### PASSAGE
• • • • • • •

8.1 CUMULATIVE REMEDIES. Any Person having any rights under any
provision of this Agreement will be entitled to enforce such rights
specifically, to recover damages by reason of any breach of any provision of
this Agreement, and to exercise all other rights granted by law, which rights
may be exercised cumulative and not alternatively.
8.2 SUCCESSORS AND ASSIGNS. The rights and obligations of the
parties under this Agreement shall not be assignable without the written
consent of COPE and Harrier and any such purported assignment without their
written consent shall be void ab initio. Except as otherwise expressly
provided herein, all covenants and agreements contained in this Agreement by
or on behalf of any of the parties hereto will bind and inure to the benefit
of the respective successors and assigns of the parties hereto whether so
expressed or not.
8.3 SEVERABILITY. Whenever possible, each provision of this
Agreement will be interpreted in such manner as to be effective and valid
under applicable law, but if any provision of this Agreement is held to be
prohibited by or invalid under applicable law, such provision will be
ineffective only to the extent of such prohibition or invalidity, without
invalidating the remainder of this Agreement or the other documents.
8.4 COUNTERPARTS. This Agreement may be executed in one or more
counterparts, any one of which need not contain the signatures of more than
one party, but all such counterparts when taken together will constitute one
and the same agreement.
<PAGE>
8.5 NOTICES. Any approvals, consents or notices required or
permitted to be sent or given shall be delivered in writing personally or
mailed, certified mail, return receipt requested, to the following addresses
and shall be deemed to have been received within five days after such mailing:
If to COPE: COPE AG
Grundstrasse 14
CH-6343 Rotkreuz
Switzerland
Attn: Adrian Knapp, Chairman
With a copy to: Dechert, Price & Rhoads
30 Rockefeller Plaza
New York, New York 10112
Attn: Fredric J. Klink, Esq.
If to the Majority Stockholders: The Majority Stockholders
Address set forth on Exhibit A
with a copy to: Dechert, Price & Rhoads
30 Rockefeller Plaza
New York, New York 10112
Attn: Fredric Klink, Esq.
If to Harrier: Harrier, Inc.
2200 Pacific Coast Highway, Suite 301
Hermosa Beach, California 90254
Attn: Kevin DeVito, President
with a copy to: Bruck & Perry
A Professional Corporation
500 Newport Center Drive, Suite 700
Newport Beach, California 92660
Attn: Daniel K. Donahue, Esq.

• • • • • • •

### RECORDS

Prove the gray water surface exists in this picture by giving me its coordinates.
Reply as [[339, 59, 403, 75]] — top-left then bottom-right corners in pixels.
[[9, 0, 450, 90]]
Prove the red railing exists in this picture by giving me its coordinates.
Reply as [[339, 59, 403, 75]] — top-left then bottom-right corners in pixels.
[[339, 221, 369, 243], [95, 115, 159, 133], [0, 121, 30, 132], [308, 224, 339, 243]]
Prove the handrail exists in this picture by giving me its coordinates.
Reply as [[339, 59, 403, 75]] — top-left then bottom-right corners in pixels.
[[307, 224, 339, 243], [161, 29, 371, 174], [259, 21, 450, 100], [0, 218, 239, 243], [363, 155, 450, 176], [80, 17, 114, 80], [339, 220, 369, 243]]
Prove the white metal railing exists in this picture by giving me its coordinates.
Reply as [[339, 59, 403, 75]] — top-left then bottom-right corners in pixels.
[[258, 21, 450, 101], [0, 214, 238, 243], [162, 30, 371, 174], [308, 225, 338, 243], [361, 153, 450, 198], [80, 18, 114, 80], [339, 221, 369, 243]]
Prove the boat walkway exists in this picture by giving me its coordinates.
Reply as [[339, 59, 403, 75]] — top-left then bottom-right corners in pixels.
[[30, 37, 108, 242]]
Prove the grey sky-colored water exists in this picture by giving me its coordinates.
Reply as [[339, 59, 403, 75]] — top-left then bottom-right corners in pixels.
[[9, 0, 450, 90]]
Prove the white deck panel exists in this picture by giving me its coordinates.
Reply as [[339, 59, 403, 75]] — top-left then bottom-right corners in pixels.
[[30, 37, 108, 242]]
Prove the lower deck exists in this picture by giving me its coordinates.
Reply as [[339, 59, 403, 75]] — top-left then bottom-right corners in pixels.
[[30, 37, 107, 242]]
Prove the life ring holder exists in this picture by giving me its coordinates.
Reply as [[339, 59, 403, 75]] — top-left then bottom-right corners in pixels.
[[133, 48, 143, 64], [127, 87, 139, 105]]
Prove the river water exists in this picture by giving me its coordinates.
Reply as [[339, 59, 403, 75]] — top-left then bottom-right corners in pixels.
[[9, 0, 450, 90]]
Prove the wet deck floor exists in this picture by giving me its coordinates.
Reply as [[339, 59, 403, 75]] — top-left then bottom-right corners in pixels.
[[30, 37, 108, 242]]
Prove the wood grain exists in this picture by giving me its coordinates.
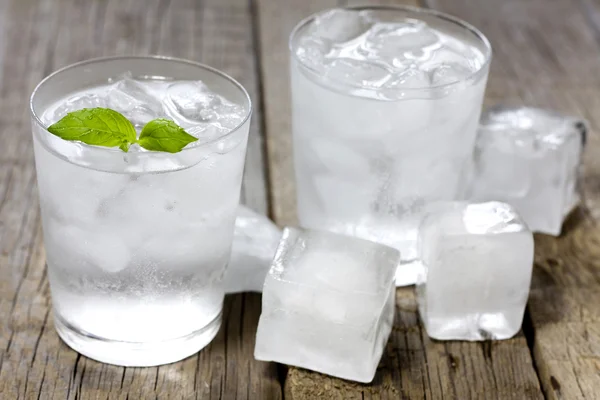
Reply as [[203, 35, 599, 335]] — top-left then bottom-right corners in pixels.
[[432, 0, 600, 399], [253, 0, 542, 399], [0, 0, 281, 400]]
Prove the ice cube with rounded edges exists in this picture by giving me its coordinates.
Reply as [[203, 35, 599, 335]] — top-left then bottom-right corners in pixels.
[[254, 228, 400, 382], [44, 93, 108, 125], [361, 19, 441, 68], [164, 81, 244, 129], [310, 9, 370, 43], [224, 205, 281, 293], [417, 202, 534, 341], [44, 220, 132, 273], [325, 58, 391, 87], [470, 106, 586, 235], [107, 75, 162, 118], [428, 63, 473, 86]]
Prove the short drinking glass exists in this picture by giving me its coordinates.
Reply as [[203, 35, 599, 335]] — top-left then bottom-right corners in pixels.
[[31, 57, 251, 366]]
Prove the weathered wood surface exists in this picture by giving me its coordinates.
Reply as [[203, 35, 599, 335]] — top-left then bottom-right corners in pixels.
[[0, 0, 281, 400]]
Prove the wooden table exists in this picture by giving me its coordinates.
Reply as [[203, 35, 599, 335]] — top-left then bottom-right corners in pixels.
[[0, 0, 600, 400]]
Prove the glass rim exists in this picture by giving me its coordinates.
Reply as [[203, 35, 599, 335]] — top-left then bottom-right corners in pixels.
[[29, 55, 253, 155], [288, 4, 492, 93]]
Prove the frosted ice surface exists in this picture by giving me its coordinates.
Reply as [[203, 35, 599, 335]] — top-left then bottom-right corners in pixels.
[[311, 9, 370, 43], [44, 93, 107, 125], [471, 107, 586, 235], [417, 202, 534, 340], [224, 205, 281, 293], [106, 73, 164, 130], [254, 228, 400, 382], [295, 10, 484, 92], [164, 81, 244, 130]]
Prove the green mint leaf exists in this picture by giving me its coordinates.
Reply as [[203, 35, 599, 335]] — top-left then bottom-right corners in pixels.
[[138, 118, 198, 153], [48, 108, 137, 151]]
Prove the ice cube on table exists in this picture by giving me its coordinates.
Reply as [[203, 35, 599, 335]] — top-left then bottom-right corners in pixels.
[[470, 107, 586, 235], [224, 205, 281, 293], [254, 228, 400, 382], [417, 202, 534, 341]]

• • • • • • •

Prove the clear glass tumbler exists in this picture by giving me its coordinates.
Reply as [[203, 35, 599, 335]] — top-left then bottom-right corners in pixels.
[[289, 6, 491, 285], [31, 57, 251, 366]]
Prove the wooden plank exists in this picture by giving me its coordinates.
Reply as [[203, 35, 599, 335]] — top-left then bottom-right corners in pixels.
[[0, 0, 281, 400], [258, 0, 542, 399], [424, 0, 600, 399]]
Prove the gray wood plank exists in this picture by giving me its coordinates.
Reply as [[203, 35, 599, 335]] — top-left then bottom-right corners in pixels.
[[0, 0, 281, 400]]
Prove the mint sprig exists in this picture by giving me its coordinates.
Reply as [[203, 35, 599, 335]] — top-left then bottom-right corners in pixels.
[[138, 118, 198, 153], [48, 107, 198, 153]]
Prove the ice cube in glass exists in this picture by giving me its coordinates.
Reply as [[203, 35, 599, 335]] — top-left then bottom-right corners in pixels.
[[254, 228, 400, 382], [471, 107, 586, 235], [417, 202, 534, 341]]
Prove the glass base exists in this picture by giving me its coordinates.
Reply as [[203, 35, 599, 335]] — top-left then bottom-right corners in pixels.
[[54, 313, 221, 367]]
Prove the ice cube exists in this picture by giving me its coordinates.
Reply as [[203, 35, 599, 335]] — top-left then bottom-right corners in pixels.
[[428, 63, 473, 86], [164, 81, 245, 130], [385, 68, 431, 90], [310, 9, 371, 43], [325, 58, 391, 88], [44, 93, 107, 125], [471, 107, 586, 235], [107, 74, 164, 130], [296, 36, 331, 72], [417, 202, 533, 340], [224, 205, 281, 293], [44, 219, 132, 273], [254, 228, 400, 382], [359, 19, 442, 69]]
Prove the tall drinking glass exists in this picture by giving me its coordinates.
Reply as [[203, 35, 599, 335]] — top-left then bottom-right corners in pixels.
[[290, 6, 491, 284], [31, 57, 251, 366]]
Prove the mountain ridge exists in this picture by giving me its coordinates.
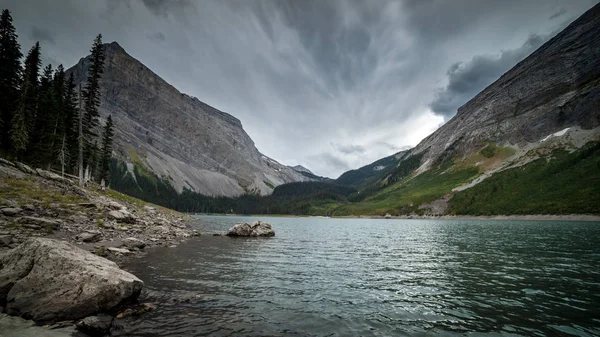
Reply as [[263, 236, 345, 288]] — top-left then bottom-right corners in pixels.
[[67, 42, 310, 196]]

• • • • • • •

### TO DO
1. In the agreement, swap "signatures" for "signature pages" and write out the part starting with "8.4 COUNTERPARTS. This" and going on through "the same agreement.".
2. Extend the agreement by writing what comes next after its last line.

### RESULTS FOR EACH TASK
1.
8.4 COUNTERPARTS. This Agreement may be executed in one or more
counterparts, any one of which need not contain the signature pages of more than
one party, but all such counterparts when taken together will constitute one
and the same agreement.

2.
8.6 GOVERNING LAW; ARBITRATION. The validity, meaning and effect
of this Agreement shall be determined in accordance with the laws of the
State of California, U.S.A. applicable to contracts made and to be performed
in that state, without regard to its conflicts of laws rules; provided
however that the Federal Arbitration Act of the United States shall govern
issues as to arbitrability. If a dispute arises in connection with or
relating to this Agreement and the parties are unable to resolve it within
forty-five (45) days through direct negotiations, the dispute shall be
referred to final and binding arbitration to be held in Los Angeles,
California, U.S.A. in accordance with the rules of the American Arbitration
Association for International Arbitration (as they may be amended from time
to time). The award of the arbitrator(s) shall be final and binding upon the
parties hereto and may be enforced by any court of competent jurisdiction
pursuant to the Convention on the Recognition and Enforcement of Foreign
Arbitral Awards, by which all parties agree to be bound.
8.7 SCHEDULES AND EXHIBITS. All schedules and exhibits are an
integral part of this Agreement.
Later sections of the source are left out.